*RECORDS FOR THE EXERCISE*
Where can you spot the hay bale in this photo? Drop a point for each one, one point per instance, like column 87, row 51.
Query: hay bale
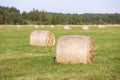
column 85, row 28
column 75, row 49
column 42, row 38
column 67, row 27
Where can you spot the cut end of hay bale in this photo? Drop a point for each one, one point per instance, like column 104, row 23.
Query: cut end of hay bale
column 42, row 38
column 75, row 49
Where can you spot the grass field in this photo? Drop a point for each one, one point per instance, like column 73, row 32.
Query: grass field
column 21, row 61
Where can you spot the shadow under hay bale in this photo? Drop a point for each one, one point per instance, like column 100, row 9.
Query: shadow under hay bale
column 42, row 38
column 75, row 49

*TO DO*
If pictures appear among the entries above, omit them; repeat everything else verbatim.

*OUTPUT OF THE TASK*
Where can you spot the hay bale in this photo? Drop a point for each one, one point per instance, like column 87, row 51.
Query: hay bale
column 85, row 28
column 75, row 49
column 42, row 38
column 67, row 27
Where can you spot the cut end of hay bale in this photo? Drop a point for each one, one point per instance, like column 104, row 23.
Query: cut end of hay bale
column 42, row 38
column 75, row 49
Where can you spot the grass field in this photo? Drop a point for each one, one point per instance, like column 73, row 32.
Query: grass field
column 21, row 61
Where can you spot the shadow under hay bale in this photo? Drop a point for each one, one point per instance, like column 100, row 9.
Query: shadow under hay bale
column 42, row 38
column 75, row 49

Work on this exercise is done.